** Begin SUPPLIED MATERIAL **

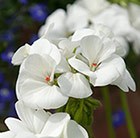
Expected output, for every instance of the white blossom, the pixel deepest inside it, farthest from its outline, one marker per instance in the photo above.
(36, 84)
(103, 65)
(40, 46)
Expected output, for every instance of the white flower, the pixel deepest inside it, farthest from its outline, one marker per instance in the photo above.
(67, 48)
(103, 66)
(41, 124)
(40, 46)
(134, 10)
(36, 84)
(74, 85)
(103, 33)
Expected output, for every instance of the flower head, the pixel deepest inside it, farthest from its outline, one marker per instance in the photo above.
(36, 82)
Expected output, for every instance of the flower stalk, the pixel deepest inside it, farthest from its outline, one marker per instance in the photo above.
(129, 121)
(108, 111)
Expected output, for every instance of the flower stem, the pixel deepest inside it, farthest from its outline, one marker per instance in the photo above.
(108, 111)
(129, 121)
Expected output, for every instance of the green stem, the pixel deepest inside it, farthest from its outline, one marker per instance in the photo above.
(129, 121)
(108, 111)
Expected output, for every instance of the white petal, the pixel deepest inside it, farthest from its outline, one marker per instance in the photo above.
(16, 125)
(109, 70)
(67, 47)
(40, 66)
(7, 134)
(79, 65)
(74, 85)
(42, 95)
(91, 47)
(63, 66)
(55, 125)
(21, 54)
(79, 34)
(25, 135)
(122, 46)
(125, 82)
(34, 119)
(74, 130)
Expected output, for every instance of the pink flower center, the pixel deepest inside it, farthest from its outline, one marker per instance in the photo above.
(47, 78)
(94, 64)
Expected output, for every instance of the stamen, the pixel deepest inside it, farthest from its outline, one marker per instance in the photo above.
(47, 78)
(94, 64)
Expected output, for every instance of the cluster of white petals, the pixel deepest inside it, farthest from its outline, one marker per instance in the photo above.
(78, 49)
(51, 73)
(41, 124)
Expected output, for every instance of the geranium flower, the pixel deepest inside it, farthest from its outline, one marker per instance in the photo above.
(36, 85)
(105, 34)
(103, 66)
(41, 124)
(41, 46)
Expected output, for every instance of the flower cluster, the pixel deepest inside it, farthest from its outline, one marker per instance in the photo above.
(73, 55)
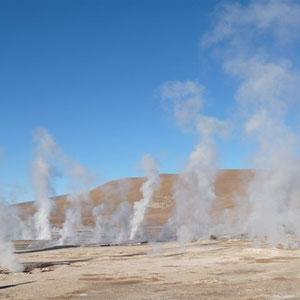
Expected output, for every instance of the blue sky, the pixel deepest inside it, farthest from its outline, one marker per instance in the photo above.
(88, 72)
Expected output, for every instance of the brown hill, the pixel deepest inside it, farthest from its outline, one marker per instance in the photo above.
(228, 183)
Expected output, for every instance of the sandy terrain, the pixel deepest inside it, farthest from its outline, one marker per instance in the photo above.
(209, 269)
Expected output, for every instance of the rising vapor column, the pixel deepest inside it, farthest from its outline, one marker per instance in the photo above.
(148, 188)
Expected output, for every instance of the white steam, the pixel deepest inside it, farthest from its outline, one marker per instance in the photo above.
(42, 176)
(113, 227)
(194, 192)
(8, 259)
(269, 89)
(152, 183)
(81, 180)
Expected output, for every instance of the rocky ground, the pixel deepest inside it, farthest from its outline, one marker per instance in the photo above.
(205, 269)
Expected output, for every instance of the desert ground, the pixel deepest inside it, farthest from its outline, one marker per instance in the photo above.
(205, 269)
(215, 268)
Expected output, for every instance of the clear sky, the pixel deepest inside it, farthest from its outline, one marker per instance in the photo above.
(88, 72)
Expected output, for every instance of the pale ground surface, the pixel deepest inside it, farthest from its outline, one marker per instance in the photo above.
(209, 269)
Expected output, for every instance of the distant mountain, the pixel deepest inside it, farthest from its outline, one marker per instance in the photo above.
(228, 183)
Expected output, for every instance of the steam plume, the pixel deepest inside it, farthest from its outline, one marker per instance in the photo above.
(43, 173)
(194, 192)
(269, 85)
(7, 257)
(152, 183)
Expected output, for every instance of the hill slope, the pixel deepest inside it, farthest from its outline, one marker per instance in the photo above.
(228, 183)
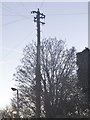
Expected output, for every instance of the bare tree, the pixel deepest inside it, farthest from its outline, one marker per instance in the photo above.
(59, 93)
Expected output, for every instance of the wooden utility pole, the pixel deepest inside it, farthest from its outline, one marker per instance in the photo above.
(38, 75)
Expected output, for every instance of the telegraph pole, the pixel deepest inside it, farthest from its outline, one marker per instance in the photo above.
(38, 75)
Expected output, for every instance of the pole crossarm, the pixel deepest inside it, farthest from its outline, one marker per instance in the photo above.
(41, 16)
(38, 75)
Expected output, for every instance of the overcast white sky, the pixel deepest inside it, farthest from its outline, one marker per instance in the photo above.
(64, 20)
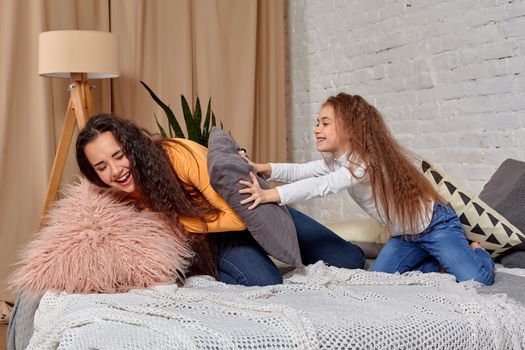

** End SUPPLIED MATERIAL **

### SET PROBLEM
Pull out each line of the data above that contains the word "white", and copy those lines in full.

### TASK ANSWER
Expected output, for every instance of the white blossom, the pixel deepest inside it, farthest from its outline, one marker per instance in the photo above.
Expected output, for every instance of the white flower, the pixel deepest inside it, farthest from its outline, one marker per instance in the photo above.
Expected output, for every instance of the white petal, the pixel deepest inside it, farthest from its outline, one marker per instance in the photo above.
Expected output, for every instance of the cluster of white petals, the pixel deepest inside it, farthest from its outline, one marker per instance in the photo above.
Expected output, for every instance of the white steam, the pixel deepest inside it, farthest from its outline, one marker per instance in the photo above.
Expected output, for every instance of the overcast white sky, the pixel deepest inside it, farthest from its outline, one marker per instance in the photo above.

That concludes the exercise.